═══ EXERCISE INPUT

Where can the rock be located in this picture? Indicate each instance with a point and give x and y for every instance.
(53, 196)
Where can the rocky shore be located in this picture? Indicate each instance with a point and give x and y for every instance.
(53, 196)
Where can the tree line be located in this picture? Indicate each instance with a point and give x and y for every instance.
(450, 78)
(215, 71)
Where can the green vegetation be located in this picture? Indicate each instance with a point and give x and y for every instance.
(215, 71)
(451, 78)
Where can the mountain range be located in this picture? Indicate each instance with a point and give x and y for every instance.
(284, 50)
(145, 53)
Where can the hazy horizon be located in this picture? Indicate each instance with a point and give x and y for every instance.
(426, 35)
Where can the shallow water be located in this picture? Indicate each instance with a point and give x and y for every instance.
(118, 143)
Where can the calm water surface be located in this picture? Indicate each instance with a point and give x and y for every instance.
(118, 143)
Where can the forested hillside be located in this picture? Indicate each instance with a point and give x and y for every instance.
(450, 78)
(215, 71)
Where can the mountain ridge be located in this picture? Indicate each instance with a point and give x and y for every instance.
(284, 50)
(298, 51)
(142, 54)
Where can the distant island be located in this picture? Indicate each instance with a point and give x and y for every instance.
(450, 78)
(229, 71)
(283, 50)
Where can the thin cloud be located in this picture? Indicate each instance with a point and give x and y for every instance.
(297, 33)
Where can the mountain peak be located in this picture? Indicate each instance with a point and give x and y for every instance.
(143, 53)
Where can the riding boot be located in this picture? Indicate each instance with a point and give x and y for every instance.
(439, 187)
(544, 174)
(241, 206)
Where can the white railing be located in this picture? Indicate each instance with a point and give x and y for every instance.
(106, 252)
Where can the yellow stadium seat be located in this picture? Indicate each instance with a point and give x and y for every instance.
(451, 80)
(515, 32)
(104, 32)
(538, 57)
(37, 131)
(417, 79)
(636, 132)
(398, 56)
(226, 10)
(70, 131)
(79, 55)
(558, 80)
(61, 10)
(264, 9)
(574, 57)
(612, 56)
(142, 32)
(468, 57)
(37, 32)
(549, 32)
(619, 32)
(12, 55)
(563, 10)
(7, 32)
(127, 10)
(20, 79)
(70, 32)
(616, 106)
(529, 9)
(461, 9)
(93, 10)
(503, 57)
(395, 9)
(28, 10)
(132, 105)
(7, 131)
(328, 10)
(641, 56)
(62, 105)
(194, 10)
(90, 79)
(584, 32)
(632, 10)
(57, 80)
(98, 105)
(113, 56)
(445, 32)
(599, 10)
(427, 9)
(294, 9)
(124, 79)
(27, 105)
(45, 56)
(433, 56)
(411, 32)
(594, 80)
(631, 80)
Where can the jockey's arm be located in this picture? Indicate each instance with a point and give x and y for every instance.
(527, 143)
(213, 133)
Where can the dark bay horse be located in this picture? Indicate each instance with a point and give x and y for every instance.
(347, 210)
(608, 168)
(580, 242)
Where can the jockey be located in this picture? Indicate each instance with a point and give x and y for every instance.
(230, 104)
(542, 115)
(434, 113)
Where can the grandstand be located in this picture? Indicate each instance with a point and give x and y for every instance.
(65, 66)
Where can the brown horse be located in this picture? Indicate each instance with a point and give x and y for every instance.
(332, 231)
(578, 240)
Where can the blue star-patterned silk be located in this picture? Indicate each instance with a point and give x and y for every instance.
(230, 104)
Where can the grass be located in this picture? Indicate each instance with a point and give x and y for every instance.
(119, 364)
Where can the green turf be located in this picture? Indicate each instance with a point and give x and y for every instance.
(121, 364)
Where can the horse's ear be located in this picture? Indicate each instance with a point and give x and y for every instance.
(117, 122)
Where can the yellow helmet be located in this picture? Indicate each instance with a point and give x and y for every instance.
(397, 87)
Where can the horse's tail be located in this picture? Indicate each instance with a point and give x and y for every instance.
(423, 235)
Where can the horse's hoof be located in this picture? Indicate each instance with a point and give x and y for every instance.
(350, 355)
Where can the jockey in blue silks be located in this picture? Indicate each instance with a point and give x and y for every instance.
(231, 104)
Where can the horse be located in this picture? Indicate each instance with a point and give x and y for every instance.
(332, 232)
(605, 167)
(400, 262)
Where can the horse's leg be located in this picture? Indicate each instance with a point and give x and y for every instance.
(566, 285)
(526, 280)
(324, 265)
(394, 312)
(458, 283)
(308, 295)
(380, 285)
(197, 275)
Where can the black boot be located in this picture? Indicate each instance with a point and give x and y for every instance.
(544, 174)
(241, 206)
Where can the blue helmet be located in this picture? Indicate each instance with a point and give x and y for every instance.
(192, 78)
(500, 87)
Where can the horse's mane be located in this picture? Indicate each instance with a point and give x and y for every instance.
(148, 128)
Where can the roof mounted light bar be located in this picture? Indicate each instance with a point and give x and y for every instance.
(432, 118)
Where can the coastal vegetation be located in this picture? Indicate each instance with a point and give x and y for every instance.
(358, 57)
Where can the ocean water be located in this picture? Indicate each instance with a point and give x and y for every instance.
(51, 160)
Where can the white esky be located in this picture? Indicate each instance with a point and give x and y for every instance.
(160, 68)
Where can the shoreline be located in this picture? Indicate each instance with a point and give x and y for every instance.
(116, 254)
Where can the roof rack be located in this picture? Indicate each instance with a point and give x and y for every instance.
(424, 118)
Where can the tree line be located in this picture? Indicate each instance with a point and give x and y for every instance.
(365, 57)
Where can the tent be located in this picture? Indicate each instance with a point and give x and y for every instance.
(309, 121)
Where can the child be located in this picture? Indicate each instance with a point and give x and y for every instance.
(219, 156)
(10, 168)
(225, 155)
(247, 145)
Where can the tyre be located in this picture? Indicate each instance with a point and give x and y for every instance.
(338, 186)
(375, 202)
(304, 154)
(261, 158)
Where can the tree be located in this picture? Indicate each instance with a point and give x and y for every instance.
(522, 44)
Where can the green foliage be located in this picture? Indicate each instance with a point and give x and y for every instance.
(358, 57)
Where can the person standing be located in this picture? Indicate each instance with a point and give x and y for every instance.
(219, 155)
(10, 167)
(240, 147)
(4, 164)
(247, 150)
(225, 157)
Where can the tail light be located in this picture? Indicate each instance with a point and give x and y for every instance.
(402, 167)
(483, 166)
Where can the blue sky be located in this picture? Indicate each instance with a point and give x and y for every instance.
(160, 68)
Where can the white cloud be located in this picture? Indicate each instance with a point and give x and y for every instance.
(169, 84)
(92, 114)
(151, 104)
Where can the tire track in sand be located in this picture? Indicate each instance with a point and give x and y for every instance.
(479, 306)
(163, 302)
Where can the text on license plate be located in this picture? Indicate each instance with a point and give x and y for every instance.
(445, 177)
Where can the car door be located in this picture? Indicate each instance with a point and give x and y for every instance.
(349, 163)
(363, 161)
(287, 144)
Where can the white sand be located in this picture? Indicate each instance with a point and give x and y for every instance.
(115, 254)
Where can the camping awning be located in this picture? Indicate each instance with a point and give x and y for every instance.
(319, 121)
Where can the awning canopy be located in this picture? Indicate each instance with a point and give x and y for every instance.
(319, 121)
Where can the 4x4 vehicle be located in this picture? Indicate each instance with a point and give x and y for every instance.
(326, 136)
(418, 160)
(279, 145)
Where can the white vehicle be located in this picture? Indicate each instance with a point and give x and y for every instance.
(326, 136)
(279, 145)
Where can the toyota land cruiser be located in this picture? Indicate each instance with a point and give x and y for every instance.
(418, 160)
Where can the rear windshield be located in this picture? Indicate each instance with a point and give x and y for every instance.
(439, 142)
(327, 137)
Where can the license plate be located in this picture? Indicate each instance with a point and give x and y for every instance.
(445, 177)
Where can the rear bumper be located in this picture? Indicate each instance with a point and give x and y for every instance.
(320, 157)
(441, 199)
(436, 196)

══════

* _WHAT YOU SHOULD DO_: The whole listing is to be transcribed exactly.

* _EXERCISE ANSWER_:
Where can the rock be located in this picture? Indicate each instance with a point and give x and y for every instance.
(53, 196)
Where can the rocky shore be located in this picture? Indicate each instance with a point and give x and y for every instance.
(53, 196)
Where can the tree line be located in this picture? Indicate each instance with a point and give x and y for every instance.
(450, 78)
(215, 71)
Where can the green vegetation be located in this picture? Indicate each instance with a point and give x and y for every instance.
(215, 71)
(451, 78)
Where can the mountain range be located in this picture? Indicate each instance with a point and give x and y for every instance.
(284, 50)
(145, 53)
Where can the hazy horizon be located in this picture? Indicate each instance with a point and give x and y for every instance.
(426, 35)
Where can the shallow water be located in this picture? Indicate each instance with a point and give x and y for every instance.
(118, 143)
Where can the calm water surface be located in this picture? Indicate each instance with a point and give x and y for every instance.
(118, 143)
Where can the forested hillside be located in this picture? Indicate each instance with a point and give x and y for every instance.
(450, 78)
(215, 71)
Where can the mountain ridge be located in this picture? Indicate each instance with a point and give x and y for every instance.
(284, 50)
(298, 51)
(142, 54)
Where can the distant island be located in this picture? Indicate each instance with a point and give x and y for every instance.
(450, 78)
(229, 71)
(283, 50)
Where can the thin cloud be located in this picture? Indicate each instance with a point and give x and y for every instance.
(297, 33)
Where can the mountain peak be located in this picture? Indicate each instance with a point and give x and y for every instance.
(143, 53)
Where can the riding boot be located in this picture? Indicate each instance with a point and give x and y for every instance.
(439, 187)
(544, 174)
(241, 206)
Where can the white railing be located in this picture? Indicate each instance with a point and give x and y for every instance.
(106, 252)
Where can the yellow stadium seat be located in this picture? Indicate each instance with a point and give x and y for every instance.
(451, 80)
(515, 32)
(104, 32)
(538, 57)
(37, 131)
(417, 79)
(636, 132)
(398, 56)
(226, 10)
(70, 131)
(79, 55)
(558, 80)
(61, 10)
(264, 9)
(574, 57)
(612, 56)
(142, 32)
(468, 57)
(37, 32)
(549, 32)
(619, 32)
(12, 55)
(563, 10)
(7, 32)
(127, 10)
(20, 79)
(70, 32)
(616, 106)
(529, 9)
(461, 9)
(93, 10)
(503, 57)
(395, 9)
(28, 10)
(132, 105)
(7, 131)
(328, 10)
(641, 56)
(62, 105)
(194, 10)
(90, 79)
(584, 32)
(632, 10)
(57, 80)
(98, 105)
(113, 56)
(445, 32)
(599, 10)
(427, 9)
(294, 9)
(124, 79)
(27, 105)
(45, 56)
(433, 56)
(411, 32)
(594, 80)
(631, 80)
Where can the jockey's arm be located in this picture? Indicate each instance with a point and give x and y for every instance.
(527, 143)
(213, 133)
Where can the dark bay horse be located in this picture? Indicate each instance with a point and give x and y for every instance.
(347, 210)
(608, 168)
(580, 242)
Where can the jockey be located in this picture? Indicate each instance with a point and give x and y for every instance.
(230, 104)
(542, 115)
(434, 113)
Where can the grandstand be located in this picture? Indicate each instance with a point and give x and y for every instance.
(65, 66)
Where can the brown horse be located in this picture? Indicate each instance with a point and give x and y for every instance.
(332, 231)
(578, 240)
Where can the blue star-patterned silk be located in this picture? Indicate each instance with a point and give x and y for every instance.
(230, 104)
Where can the grass be located in this picture? Indicate each instance with a point and give x and y for every instance.
(119, 364)
Where can the green turf be located in this picture? Indicate each instance with a point and give x and y for every instance.
(121, 364)
Where can the horse's ear be located in this picture? Indicate each instance with a point and give x and y for every instance.
(117, 122)
Where can the yellow helmet be located in this picture? Indicate each instance with a point and give x and y for every instance.
(397, 87)
Where can the horse's tail be located in this picture? Indicate each instance with a point and give x and y for every instance.
(423, 235)
Where can the horse's hoof be located in this picture? Indicate each instance with a point and give x and y for every instance.
(350, 355)
Where can the jockey in blue silks be located in this picture? Indicate each instance with a point and give x and y for every instance.
(231, 104)
Where can the horse be located in this picture? Indicate each instance with a point and give x and y for every instance.
(332, 232)
(605, 167)
(400, 262)
Where can the horse's leg be located in this picture? Indicate each instance with a point and give x and y for every instance.
(566, 285)
(526, 280)
(324, 265)
(394, 312)
(458, 283)
(308, 295)
(380, 285)
(197, 275)
Where can the black boot be located in this picture? Indicate each instance with a point and give x and y for every instance.
(544, 174)
(241, 206)
Where can the blue helmet be located in this picture? Indicate each instance with a point and give x and y for every instance.
(192, 78)
(500, 87)
Where can the horse's mane be located in this picture? Indicate each instance with a point and give x and y for every instance.
(148, 128)
Where can the roof mounted light bar be located in this picture? Indicate each instance with a point and give x and y for every instance.
(432, 118)
Where can the coastal vegetation be located in this picture? Indicate each instance with a point and give x and y for every instance.
(358, 57)
Where can the ocean water be located in this picture? Indicate each instance with a point and give x and y for every instance.
(51, 160)
Where can the white esky be located in this picture? Indicate each instance with a point and give x and y for every instance.
(160, 68)
Where can the shoreline be located in this picture? Indicate each instance with a point and give x and y for every instance.
(116, 254)
Where can the roof rack be located in this picture? Indicate each instance with a point and give x and y for every instance.
(424, 118)
Where can the tree line be located in this picture? Indicate each instance with a point and give x and y for every instance.
(365, 57)
Where can the tent be located in this picture? Indicate each instance with a point and give x and y for every instance.
(309, 121)
Where can the child be located in this picture? Indicate each instance with a point and give x and y for every instance.
(219, 156)
(10, 168)
(225, 155)
(247, 145)
Where can the tyre be located in this picture? Indicate each instance with a point and give x and y for every instance.
(338, 186)
(375, 202)
(304, 154)
(261, 158)
Where can the tree be located in this picture? Indicate each instance with a point and give x and y for every instance.
(522, 44)
Where can the green foliage be located in this picture? Indicate each instance with a point and give x and y for every instance.
(358, 57)
Where can the person standing be located in this picture? Indicate each instance with a point and give x and y for every instance.
(219, 155)
(10, 167)
(240, 147)
(4, 164)
(247, 150)
(225, 157)
Where can the tail light be located in this picture? Indicate each instance with a point and give x and y for every instance.
(402, 167)
(483, 166)
Where can the blue sky be located in this picture? Indicate each instance with a point and give x and y for every instance.
(160, 68)
Where can the white cloud be located in this picture? Indicate each instance with a point and give x and y for every instance.
(169, 84)
(92, 114)
(151, 104)
Where can the tire track in sand be located in this picture? Indicate each instance with a point and give x and y for every instance.
(479, 306)
(163, 302)
Where can the text on license plate be located in this picture? Indicate each instance with a point and give x and y for every instance.
(445, 177)
Where can the car door be located in this picture? Indicate each instance with a point and give x and y for every instance.
(349, 163)
(363, 161)
(287, 144)
Where can the white sand be located in this picture? Indicate each instance with a point and give x and y for every instance.
(115, 254)
Where can the camping awning be located in this picture? Indicate each instance with a point and give x and y for every instance.
(319, 121)
Where can the awning canopy be located in this picture? Indicate each instance with a point and give x and y for every instance.
(319, 121)
Where can the 4x4 vehicle be located in this picture? Indicate each instance with a point and give x and y for every instance.
(326, 136)
(418, 160)
(279, 145)
Where can the white vehicle be located in this picture? Indicate each instance with a point and give x and y for every instance.
(326, 136)
(279, 145)
Where can the toyota land cruiser be located in this picture? Indicate each instance with a point and give x and y for every instance.
(418, 160)
Where can the rear windshield be located in this picture? Indicate each instance with a point and give x and y for every instance.
(439, 142)
(327, 137)
Where can the license plate be located in this picture? Indicate each instance with a point and give x and y for every instance.
(445, 177)
Where can the rear bumper be located in this picture? Indicate each instance with a point and give x and y for every instance.
(320, 157)
(441, 199)
(436, 196)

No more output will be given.